Top of DATA PROVIDED
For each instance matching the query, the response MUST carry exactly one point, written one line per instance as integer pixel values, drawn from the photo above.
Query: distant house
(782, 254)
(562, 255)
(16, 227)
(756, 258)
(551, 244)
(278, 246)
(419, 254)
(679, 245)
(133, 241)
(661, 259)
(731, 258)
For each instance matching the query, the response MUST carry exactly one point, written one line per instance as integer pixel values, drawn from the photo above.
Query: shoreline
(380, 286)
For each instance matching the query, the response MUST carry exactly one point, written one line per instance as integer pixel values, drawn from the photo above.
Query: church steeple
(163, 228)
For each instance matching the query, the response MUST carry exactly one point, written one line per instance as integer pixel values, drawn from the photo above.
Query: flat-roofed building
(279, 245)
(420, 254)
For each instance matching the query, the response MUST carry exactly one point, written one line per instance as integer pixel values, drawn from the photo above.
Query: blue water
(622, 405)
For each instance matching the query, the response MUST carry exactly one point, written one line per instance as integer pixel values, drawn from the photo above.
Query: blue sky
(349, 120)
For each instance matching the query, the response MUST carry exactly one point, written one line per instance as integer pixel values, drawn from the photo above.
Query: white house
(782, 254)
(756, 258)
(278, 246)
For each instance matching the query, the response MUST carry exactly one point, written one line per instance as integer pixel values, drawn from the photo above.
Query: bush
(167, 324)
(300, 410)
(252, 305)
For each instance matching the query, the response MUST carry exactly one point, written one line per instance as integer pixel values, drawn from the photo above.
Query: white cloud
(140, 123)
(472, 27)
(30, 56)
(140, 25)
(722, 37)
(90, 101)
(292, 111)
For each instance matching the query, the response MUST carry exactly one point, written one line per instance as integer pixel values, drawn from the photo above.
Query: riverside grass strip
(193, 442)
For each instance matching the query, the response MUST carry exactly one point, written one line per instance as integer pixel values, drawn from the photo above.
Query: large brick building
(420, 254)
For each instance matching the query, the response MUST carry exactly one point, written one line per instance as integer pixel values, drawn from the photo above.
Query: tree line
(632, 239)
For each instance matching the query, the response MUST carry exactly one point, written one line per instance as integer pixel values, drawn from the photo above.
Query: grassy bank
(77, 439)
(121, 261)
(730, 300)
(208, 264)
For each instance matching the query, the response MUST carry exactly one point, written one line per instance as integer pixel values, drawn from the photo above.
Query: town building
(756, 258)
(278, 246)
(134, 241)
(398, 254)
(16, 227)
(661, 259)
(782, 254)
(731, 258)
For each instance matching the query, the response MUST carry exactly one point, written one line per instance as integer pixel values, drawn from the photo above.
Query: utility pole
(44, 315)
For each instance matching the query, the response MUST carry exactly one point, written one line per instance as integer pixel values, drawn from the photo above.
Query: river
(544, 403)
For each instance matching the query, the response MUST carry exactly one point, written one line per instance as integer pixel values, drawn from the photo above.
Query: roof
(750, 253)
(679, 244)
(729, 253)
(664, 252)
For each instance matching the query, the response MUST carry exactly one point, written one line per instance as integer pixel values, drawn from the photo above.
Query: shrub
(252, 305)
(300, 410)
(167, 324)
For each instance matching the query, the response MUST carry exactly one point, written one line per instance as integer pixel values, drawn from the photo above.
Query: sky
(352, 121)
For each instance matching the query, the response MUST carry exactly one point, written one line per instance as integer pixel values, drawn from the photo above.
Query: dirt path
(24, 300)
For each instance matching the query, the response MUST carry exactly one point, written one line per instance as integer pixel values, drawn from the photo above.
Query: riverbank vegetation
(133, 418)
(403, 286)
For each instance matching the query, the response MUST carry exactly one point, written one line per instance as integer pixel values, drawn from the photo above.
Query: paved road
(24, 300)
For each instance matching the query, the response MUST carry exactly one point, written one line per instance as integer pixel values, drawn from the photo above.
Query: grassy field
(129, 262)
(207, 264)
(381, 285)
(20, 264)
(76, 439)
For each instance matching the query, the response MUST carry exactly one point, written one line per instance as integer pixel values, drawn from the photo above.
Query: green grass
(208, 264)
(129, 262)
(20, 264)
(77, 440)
Bottom of DATA PROVIDED
Exactly as they appear above, print all the entries.

For each instance matching the query, the response MUST carry exactly one point, written one line per instance as integer pixel values, drawn from the photo above.
Query: distant house
(782, 254)
(562, 255)
(16, 227)
(756, 258)
(551, 244)
(278, 246)
(419, 254)
(679, 245)
(133, 241)
(661, 259)
(731, 258)
For each instance matching the query, the response MUST carry exactly one point, written one line per instance as integer pixel values, drawn from the photo above.
Query: shoreline
(380, 286)
For each instance matching the query, the response MUST carry exactly one point, written one line per instance as integer pixel values, drawn from the photo above.
Query: church steeple
(163, 228)
For each instance matching the query, the response MUST carry exactly one point, written one line per instance as integer pixel values, drawn from the photo above.
Query: flat-roofed building
(279, 245)
(420, 254)
For each instance matching the query, the response MUST carry exactly one point, written one line per instance as integer pixel values, drawn from the photo above.
Query: blue water
(622, 405)
For each instance matching the query, the response MUST carry exactly one point, written one line per instance as integer pixel values, drawn from the photo above.
Query: blue sky
(349, 120)
For each instance matching the query, the response MUST carry exactly one point, written one line per instance as integer pixel values, drawn from the photo above.
Query: white house
(782, 254)
(756, 258)
(278, 246)
For each instance matching the query, the response MUST carry exactly one point, written one line per instance as integer pixel values, drawn from the photo above.
Query: bush
(167, 324)
(300, 410)
(252, 305)
For each instance matching the query, the response MUST carry exactly one point, written one line per instance as integer pixel values, drawn from the photo above.
Query: white cloud
(140, 123)
(472, 27)
(30, 56)
(140, 25)
(722, 37)
(90, 101)
(292, 111)
For each instance matching the query, the response MUST carry exactly one point, written one line per instance as integer pixel values, drawn from the photo above.
Query: riverside grass strip
(193, 442)
For each instance matching the query, the response MUST carry exactly one point, written one line per instance as integer pixel values, drawn from the photo above.
Query: large brick building
(420, 254)
For each instance matching the query, the response MUST carry exactly one point, written one line per instance as integer pixel values, drawn from the photo above.
Query: tree line
(632, 239)
For each instance matching the query, the response MUST carry exactly one point, written one line per instance as integer pixel values, drawn from the photo above.
Query: grassy bank
(77, 439)
(121, 261)
(730, 300)
(208, 264)
For each instance matching the query, the response MUST carry exactly one point, written one line per instance as integer pixel values, drawn from the photo above.
Query: town building
(756, 258)
(278, 246)
(134, 241)
(398, 254)
(16, 227)
(661, 259)
(782, 254)
(731, 258)
For each instance matching the query, the response MUST carry exactly one point, written one line per instance as integer pixel values, drawn from the photo above.
Query: utility pole
(44, 315)
For each instance matching the query, the response MUST carry exactly one point, written one line per instance as integer pixel values, drawn from the photo above.
Query: river
(544, 403)
For each instance matching the query, the response MUST carry exactly one point, written one line per instance as integer pixel values, drawn from the photo above.
Query: roof
(750, 253)
(679, 244)
(729, 253)
(664, 252)
For each instance matching the query, the response MUST carry exactly one point, written one line per instance as integer pixel values, drawn from the photo above.
Query: shrub
(252, 305)
(300, 410)
(167, 324)
For each instance matching the query, the response MUST carry exactly one point, written one line per instance as integer pixel values, drawn from the photo above.
Query: sky
(352, 121)
For each instance matching the query, the response MUST carry exactly one point, written one line per instance as integer pixel values, drawn from the photo above.
Query: dirt path
(24, 300)
For each instance matching the query, the response MUST carry exactly one point, written one line per instance as integer pixel values, drawn from the photo above.
Query: riverbank vegetation
(133, 418)
(403, 286)
For each instance matching the query, the response MUST carry exactly one point, written one line per instance as integer pixel values, drawn from the photo above.
Query: paved road
(24, 300)
For each instance matching the query, the response MUST carry exactly one point, written one line per instance as integer pixel values, drawn from the photo above.
Query: grassy field
(129, 262)
(207, 264)
(381, 285)
(20, 264)
(76, 439)
For each instance matching the query, the response MUST carry exactly one point, written one line per instance as integer pixel values, drawn from the photo above.
Query: green grass
(208, 264)
(129, 262)
(20, 264)
(77, 440)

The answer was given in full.